• [TASK TO CARRY OUT]
Reproduce only this part of the listing: the line with "In this exercise you will mark each instance of the silver", plus every line after it through the last.

---------- SUPPLIED DATA ----------

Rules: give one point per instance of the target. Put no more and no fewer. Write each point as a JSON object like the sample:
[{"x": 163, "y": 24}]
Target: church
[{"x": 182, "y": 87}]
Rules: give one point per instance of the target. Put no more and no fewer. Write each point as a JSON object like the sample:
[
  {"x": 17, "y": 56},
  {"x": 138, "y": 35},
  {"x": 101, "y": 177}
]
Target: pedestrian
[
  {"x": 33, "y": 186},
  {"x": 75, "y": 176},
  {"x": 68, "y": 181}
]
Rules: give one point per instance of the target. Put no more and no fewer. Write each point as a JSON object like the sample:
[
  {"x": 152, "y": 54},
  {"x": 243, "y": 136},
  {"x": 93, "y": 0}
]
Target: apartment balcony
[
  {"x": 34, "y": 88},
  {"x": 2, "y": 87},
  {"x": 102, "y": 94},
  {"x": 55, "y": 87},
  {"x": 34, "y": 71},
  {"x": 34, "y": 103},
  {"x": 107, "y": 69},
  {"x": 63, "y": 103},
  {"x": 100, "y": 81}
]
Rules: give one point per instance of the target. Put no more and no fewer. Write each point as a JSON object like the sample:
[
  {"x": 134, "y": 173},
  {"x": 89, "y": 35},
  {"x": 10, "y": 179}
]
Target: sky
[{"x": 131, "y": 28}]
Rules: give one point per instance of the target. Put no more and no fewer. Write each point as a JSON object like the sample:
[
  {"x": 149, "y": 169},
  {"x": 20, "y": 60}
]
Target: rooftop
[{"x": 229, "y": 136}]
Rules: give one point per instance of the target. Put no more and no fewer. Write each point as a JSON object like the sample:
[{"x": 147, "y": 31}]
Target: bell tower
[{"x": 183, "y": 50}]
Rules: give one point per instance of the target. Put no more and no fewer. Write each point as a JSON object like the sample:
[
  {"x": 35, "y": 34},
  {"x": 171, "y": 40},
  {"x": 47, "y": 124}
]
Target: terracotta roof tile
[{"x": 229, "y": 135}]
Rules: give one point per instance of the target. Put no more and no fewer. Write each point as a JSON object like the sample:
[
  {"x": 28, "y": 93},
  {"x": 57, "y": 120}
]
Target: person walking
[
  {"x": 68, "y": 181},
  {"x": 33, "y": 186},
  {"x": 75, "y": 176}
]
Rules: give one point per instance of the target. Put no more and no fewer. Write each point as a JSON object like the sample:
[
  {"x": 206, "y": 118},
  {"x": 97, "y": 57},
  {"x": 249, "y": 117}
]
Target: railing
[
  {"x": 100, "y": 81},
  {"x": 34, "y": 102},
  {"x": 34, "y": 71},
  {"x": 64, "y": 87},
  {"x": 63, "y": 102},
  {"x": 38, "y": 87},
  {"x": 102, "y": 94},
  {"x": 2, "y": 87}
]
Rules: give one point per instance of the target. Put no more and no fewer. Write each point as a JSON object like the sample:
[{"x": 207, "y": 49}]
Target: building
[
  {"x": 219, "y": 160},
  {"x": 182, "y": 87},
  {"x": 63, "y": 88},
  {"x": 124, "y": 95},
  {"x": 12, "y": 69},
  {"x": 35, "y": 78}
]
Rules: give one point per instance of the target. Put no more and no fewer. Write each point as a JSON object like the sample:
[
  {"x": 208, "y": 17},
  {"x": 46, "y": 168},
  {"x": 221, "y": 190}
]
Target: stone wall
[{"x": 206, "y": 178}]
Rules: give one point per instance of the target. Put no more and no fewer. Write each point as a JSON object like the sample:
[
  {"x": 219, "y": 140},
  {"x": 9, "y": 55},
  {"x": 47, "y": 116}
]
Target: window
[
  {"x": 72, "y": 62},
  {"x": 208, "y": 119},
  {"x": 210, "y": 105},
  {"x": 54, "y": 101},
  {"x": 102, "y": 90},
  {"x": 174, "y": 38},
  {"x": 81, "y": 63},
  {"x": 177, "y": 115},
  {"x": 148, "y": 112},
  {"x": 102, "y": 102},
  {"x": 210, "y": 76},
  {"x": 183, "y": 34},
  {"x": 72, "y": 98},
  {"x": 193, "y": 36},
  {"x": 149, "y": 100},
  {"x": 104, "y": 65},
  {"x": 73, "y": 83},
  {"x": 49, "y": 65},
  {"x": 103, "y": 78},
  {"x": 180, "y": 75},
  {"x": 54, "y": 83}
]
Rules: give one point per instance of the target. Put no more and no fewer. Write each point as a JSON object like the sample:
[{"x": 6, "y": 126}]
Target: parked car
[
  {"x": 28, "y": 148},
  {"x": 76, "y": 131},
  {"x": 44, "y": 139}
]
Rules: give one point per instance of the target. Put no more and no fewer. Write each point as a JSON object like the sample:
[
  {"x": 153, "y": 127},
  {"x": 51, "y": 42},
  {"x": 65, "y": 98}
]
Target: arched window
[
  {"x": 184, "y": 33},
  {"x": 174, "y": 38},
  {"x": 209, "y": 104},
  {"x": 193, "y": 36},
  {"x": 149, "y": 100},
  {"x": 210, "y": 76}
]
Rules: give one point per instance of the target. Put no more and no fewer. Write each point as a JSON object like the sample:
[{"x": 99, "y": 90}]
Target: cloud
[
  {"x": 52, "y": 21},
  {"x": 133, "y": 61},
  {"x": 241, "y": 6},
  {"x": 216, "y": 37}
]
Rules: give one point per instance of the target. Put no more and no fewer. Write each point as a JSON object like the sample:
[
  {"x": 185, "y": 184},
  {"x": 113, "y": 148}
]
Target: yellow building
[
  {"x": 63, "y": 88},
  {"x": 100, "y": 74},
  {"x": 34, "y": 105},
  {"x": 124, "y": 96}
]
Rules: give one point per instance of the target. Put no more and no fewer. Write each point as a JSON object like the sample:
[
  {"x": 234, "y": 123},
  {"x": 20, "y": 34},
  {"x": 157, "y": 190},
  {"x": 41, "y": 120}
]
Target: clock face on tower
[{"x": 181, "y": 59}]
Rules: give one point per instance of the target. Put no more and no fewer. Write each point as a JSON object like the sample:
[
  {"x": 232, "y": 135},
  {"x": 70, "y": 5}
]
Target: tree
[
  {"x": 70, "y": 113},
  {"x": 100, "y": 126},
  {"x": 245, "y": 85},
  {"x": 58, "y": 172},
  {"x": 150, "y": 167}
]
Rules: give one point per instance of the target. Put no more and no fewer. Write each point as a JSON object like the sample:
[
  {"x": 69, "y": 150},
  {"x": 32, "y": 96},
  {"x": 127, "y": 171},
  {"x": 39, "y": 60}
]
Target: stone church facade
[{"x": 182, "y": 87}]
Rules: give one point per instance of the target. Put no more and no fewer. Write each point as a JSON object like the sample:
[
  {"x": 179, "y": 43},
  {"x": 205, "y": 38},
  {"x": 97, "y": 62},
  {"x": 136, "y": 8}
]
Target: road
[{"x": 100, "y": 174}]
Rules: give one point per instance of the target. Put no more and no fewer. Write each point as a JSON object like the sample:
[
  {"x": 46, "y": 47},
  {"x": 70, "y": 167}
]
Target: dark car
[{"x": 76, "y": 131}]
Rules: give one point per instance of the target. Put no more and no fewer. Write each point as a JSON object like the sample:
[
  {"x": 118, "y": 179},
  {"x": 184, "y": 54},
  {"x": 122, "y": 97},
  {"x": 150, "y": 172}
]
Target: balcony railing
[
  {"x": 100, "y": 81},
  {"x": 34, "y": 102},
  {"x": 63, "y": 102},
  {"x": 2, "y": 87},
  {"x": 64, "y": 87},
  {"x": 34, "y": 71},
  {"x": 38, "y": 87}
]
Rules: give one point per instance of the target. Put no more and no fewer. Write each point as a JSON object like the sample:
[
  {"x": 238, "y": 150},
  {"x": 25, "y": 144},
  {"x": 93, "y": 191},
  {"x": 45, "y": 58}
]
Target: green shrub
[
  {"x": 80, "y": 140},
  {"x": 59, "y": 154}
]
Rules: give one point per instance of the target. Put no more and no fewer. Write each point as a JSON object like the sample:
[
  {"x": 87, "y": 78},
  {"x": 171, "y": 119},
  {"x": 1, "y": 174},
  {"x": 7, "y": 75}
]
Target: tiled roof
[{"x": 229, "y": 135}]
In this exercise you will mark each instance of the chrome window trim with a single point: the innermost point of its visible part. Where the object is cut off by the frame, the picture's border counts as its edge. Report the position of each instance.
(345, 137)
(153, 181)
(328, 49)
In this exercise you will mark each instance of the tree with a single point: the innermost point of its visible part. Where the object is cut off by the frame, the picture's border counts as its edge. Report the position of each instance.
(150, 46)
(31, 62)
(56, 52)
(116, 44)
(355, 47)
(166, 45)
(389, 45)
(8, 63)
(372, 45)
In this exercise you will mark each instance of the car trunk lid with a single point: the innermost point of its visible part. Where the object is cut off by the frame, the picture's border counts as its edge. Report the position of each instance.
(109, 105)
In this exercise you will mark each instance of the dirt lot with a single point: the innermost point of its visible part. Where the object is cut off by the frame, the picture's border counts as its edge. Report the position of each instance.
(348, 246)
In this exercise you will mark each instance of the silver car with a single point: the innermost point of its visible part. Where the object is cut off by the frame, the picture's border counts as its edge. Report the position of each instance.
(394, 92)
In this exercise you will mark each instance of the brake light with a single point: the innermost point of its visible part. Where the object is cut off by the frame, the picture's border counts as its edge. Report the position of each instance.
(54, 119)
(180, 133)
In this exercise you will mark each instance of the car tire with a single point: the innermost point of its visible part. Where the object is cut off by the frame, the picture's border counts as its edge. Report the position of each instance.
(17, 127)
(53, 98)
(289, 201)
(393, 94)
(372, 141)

----------

• [REPLY TO THE TASK]
In this exercise you will mark each instance of the silver car with a single point: the innermost point of its visible part. Where the object is cut off by the frame, the picture's border counts as its edge. Report the position of each instance.
(394, 92)
In this exercise you will mark each instance of the brake light with a single point: the innermost point of its visible part. Where the object is cut off by the frame, the picture's border counts as its edge. Report the position of each instance.
(54, 119)
(180, 133)
In this exercise you will mark each instance of the car tire with a single point: the innermost point of its visible part. Where the object is cut off by the frame, the picture's border counts as its edge. Report the position of each instance.
(17, 127)
(53, 98)
(289, 201)
(393, 94)
(372, 141)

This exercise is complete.